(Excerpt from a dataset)
** Begin **

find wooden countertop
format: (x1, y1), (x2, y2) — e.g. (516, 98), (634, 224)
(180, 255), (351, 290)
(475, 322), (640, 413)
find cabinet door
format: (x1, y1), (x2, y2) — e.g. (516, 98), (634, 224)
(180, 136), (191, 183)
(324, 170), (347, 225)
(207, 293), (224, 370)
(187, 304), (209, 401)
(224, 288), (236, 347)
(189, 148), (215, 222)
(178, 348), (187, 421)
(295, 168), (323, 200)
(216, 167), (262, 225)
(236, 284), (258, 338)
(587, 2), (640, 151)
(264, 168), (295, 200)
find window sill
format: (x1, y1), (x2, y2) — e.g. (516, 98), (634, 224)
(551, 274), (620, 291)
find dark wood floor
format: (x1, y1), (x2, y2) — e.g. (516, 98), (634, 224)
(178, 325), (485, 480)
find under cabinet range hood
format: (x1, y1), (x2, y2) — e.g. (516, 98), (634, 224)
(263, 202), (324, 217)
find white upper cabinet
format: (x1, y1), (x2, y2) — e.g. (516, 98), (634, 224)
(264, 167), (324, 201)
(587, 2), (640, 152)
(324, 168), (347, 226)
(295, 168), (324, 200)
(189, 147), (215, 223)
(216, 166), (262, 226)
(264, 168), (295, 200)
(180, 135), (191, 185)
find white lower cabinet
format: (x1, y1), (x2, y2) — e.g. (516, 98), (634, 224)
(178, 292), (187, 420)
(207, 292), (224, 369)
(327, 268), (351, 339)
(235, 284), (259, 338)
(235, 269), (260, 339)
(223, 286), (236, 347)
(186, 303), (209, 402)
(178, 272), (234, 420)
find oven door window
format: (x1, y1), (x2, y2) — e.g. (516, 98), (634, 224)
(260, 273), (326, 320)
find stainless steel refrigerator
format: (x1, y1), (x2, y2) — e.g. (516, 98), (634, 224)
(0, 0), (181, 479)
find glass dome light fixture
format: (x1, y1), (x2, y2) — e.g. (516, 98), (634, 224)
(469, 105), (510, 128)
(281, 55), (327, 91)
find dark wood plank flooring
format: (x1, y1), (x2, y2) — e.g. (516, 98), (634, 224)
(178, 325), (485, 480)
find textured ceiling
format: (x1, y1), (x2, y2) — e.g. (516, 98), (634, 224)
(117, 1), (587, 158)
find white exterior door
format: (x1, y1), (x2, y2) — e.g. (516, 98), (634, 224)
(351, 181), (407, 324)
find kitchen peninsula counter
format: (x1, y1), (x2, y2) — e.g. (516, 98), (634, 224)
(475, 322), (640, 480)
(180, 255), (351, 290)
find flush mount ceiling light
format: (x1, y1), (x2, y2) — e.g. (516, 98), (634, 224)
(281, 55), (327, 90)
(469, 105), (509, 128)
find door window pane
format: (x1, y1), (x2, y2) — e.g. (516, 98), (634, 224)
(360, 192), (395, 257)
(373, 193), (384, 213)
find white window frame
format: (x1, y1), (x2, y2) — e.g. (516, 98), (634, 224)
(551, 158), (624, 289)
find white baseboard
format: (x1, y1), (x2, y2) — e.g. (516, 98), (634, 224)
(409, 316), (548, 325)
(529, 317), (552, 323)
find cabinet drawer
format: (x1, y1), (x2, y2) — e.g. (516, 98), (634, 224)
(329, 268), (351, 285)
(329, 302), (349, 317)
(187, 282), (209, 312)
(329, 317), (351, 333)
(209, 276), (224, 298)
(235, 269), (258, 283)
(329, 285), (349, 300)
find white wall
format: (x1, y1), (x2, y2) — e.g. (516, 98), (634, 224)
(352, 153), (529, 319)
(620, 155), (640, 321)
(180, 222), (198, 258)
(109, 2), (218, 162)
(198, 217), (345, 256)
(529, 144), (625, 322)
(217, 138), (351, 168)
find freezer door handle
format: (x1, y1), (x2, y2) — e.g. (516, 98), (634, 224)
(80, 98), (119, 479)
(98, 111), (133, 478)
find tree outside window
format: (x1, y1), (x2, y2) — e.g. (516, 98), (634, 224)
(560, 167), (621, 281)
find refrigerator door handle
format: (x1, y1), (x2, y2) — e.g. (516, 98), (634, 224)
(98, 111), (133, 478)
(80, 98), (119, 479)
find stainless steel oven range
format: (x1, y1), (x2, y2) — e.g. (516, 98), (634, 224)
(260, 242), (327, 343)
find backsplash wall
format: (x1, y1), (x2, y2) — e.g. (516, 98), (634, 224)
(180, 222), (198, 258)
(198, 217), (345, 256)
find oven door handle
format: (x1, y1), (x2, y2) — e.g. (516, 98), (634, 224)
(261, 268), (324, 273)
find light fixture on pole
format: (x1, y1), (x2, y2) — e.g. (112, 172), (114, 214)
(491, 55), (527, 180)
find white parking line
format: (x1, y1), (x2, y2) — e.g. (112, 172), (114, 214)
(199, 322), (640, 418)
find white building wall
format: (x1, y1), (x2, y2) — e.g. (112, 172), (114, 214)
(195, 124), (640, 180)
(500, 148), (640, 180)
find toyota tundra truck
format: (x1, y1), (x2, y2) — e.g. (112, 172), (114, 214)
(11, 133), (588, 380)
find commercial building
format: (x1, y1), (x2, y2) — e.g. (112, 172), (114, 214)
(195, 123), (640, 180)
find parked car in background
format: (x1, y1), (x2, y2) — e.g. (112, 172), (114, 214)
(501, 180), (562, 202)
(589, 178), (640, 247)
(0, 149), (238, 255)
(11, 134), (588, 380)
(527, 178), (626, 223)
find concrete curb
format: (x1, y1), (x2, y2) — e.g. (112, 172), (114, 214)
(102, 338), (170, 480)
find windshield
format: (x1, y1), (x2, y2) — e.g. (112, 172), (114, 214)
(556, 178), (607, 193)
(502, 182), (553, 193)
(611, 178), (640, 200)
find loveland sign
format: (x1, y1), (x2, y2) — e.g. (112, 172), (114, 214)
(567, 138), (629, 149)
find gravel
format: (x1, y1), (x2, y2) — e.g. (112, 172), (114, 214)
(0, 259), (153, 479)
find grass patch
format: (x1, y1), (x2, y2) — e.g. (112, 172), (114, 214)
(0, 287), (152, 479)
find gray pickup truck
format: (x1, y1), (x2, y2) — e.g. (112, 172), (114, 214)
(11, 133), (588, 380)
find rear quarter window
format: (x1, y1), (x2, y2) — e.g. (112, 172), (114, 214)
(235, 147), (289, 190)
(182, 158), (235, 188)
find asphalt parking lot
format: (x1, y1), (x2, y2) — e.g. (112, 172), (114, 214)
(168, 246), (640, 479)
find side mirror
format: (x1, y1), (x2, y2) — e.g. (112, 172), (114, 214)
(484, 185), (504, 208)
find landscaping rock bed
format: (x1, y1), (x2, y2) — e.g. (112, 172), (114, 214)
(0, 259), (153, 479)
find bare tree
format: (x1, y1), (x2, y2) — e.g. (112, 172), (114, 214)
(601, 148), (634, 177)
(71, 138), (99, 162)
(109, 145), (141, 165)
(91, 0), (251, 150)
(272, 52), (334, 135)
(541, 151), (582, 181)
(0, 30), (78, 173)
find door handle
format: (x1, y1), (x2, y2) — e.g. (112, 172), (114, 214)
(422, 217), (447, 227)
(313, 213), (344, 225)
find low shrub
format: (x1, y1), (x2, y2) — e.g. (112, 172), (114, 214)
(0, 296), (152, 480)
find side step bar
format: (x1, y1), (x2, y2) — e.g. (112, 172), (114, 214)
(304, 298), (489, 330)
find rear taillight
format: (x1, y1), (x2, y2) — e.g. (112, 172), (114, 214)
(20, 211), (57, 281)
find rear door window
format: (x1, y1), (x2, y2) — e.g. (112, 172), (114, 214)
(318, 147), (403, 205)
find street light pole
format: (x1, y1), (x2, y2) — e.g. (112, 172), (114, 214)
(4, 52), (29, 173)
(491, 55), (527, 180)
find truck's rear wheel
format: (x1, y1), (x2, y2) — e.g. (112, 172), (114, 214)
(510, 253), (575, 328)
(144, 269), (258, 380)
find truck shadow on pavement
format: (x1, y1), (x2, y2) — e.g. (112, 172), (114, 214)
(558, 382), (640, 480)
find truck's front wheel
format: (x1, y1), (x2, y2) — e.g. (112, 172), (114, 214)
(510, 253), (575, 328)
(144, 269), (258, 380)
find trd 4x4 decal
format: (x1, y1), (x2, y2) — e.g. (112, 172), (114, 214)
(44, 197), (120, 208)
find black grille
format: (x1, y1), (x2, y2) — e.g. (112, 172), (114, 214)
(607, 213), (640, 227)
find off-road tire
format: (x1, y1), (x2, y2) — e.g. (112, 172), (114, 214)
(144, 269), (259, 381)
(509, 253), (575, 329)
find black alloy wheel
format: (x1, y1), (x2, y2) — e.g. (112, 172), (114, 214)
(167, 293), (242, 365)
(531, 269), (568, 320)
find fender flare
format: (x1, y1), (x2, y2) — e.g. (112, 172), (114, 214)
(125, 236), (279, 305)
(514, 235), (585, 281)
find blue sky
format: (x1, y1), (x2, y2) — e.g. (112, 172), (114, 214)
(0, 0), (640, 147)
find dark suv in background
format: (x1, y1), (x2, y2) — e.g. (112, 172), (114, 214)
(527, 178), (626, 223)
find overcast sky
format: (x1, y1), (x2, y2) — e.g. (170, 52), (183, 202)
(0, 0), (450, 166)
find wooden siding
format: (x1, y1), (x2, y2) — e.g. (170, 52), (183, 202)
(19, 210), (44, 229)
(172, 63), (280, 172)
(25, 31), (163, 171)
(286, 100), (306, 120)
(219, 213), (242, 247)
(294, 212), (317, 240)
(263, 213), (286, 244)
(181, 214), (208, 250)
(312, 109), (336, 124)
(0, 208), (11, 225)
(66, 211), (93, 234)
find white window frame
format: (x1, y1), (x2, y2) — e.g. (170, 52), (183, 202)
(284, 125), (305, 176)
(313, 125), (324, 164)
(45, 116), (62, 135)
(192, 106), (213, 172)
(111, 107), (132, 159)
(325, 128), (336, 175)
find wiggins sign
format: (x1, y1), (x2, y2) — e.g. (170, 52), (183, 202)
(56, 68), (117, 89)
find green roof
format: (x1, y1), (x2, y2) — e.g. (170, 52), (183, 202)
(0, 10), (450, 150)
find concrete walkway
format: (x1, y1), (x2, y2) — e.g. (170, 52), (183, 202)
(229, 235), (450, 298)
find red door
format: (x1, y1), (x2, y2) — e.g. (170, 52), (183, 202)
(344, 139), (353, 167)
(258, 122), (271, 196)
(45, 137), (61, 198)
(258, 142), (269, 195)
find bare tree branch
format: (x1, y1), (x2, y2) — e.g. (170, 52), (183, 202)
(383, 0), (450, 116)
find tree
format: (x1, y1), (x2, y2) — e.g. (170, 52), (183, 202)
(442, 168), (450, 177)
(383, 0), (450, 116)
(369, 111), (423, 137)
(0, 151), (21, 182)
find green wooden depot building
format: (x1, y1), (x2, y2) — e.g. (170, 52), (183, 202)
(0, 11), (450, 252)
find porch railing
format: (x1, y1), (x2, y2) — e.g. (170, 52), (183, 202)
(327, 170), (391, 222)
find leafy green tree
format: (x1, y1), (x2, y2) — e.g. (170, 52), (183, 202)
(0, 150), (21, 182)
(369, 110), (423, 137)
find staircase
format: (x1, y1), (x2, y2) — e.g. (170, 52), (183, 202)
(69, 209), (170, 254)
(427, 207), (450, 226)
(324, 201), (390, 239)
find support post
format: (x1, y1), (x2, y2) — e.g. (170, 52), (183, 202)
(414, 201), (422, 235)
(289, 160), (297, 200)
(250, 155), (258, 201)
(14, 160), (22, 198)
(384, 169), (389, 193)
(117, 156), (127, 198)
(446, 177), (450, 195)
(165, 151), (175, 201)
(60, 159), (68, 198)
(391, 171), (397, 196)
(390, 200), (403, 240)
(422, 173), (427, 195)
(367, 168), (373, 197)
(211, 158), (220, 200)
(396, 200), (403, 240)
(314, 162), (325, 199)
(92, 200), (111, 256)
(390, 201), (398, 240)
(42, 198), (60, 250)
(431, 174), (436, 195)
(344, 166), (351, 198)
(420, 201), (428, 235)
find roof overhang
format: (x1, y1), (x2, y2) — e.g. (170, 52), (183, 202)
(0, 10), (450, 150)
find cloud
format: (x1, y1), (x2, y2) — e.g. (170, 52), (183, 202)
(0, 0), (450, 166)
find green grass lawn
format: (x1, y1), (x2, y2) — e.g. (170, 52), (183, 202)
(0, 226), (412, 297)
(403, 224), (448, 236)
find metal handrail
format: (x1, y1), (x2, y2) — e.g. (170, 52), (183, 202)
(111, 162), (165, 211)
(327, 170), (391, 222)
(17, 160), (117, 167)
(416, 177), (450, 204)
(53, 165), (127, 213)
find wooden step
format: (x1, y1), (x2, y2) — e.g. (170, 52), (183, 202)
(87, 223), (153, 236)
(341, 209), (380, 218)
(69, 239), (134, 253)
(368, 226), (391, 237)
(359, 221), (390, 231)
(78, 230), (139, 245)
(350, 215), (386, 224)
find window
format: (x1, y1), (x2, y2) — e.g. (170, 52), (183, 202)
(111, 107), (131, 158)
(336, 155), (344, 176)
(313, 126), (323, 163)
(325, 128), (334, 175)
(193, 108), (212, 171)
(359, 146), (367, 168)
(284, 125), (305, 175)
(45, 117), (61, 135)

** End **

- **TASK BRIEF**: Copy out the entries above word for word, from the line containing "find toyota tundra truck" through the line containing "(0, 287), (152, 479)".

- **EXERCISE ANSWER**:
find toyota tundra truck
format: (x1, y1), (x2, y2) — e.g. (112, 172), (114, 214)
(11, 133), (588, 380)
find commercial building
format: (x1, y1), (x2, y2) — e.g. (112, 172), (114, 214)
(195, 123), (640, 180)
find parked car in background
format: (x1, y1), (x2, y2) — e.g. (112, 172), (114, 214)
(501, 180), (562, 202)
(589, 178), (640, 247)
(0, 149), (238, 255)
(11, 134), (588, 380)
(527, 178), (626, 223)
find concrete curb
format: (x1, y1), (x2, y2) — e.g. (112, 172), (114, 214)
(102, 338), (170, 480)
find windshield
format: (x1, y1), (x2, y2) — e.g. (112, 172), (114, 214)
(556, 178), (607, 193)
(502, 182), (553, 193)
(611, 178), (640, 200)
find loveland sign
format: (x1, y1), (x2, y2) — e.g. (112, 172), (114, 214)
(567, 138), (629, 149)
find gravel
format: (x1, y1), (x2, y2) — e.g. (112, 172), (114, 214)
(0, 259), (153, 479)
find grass patch
format: (x1, y1), (x2, y2) — e.g. (112, 172), (114, 214)
(0, 287), (152, 479)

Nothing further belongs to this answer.